■ **LISTING**
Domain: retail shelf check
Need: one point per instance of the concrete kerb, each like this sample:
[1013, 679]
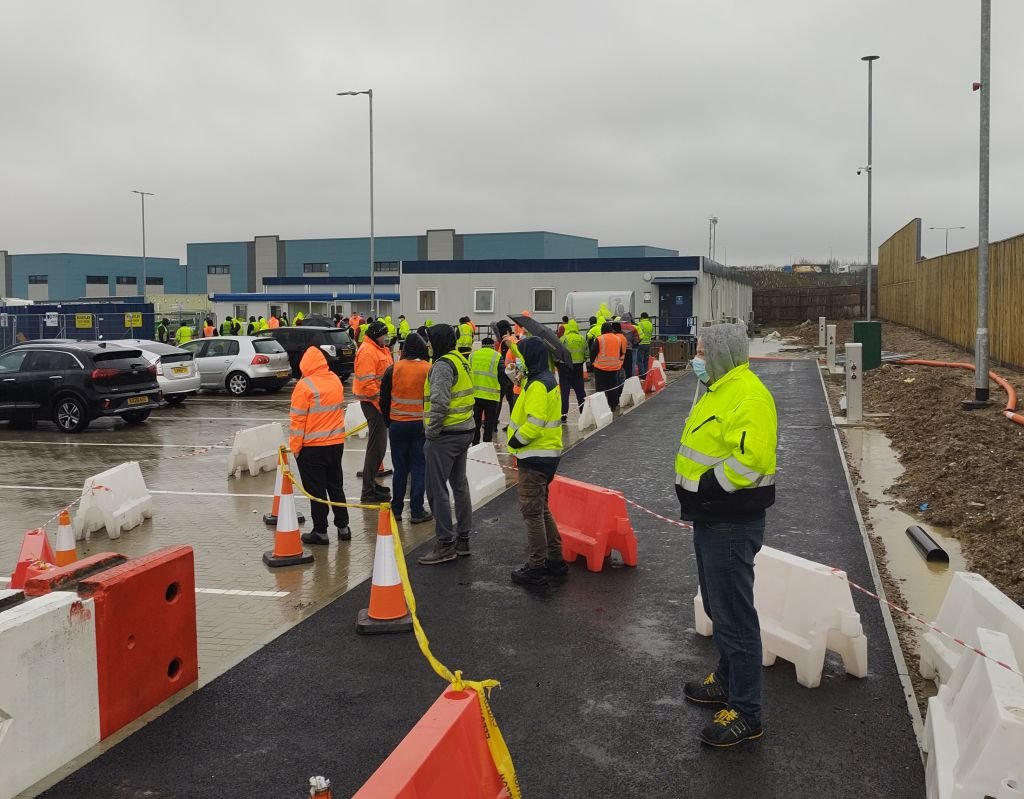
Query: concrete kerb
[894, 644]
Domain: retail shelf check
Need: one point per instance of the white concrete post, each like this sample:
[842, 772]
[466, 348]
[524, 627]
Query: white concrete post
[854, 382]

---

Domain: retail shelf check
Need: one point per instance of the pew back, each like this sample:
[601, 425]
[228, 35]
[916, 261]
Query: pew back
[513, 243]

...

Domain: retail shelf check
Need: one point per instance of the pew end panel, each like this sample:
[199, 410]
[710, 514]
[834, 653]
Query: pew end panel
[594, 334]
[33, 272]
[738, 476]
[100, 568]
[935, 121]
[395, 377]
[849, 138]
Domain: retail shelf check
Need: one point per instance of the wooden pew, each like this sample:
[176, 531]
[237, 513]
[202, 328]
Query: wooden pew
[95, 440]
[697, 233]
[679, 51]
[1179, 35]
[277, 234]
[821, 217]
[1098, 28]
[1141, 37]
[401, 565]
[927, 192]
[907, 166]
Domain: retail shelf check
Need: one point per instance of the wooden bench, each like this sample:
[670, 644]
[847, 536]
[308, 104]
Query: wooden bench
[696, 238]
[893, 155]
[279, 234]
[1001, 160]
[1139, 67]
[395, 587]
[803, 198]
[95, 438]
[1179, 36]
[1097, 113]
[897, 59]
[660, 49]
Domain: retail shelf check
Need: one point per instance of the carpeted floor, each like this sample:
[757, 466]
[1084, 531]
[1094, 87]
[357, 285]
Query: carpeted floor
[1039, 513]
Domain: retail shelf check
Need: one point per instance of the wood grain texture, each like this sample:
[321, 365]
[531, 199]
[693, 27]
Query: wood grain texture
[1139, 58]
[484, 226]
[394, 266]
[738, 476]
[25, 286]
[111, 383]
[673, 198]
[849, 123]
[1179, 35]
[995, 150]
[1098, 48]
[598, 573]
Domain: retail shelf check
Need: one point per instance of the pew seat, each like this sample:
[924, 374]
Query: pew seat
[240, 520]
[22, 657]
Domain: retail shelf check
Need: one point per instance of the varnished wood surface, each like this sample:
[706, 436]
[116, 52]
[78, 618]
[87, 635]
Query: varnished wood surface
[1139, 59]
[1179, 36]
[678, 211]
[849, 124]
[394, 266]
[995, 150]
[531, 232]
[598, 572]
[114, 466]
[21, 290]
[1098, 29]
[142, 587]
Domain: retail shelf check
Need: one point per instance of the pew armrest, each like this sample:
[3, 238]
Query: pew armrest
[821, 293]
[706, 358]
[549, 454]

■ **OBJECTIVE**
Pick out each line in the items above that contains the word "varnished" and copy those lines in order.

■ **CORRECT ANSWER**
Need: one point per instance of the varnished wood surface, each like this sample:
Query: varnished wood surface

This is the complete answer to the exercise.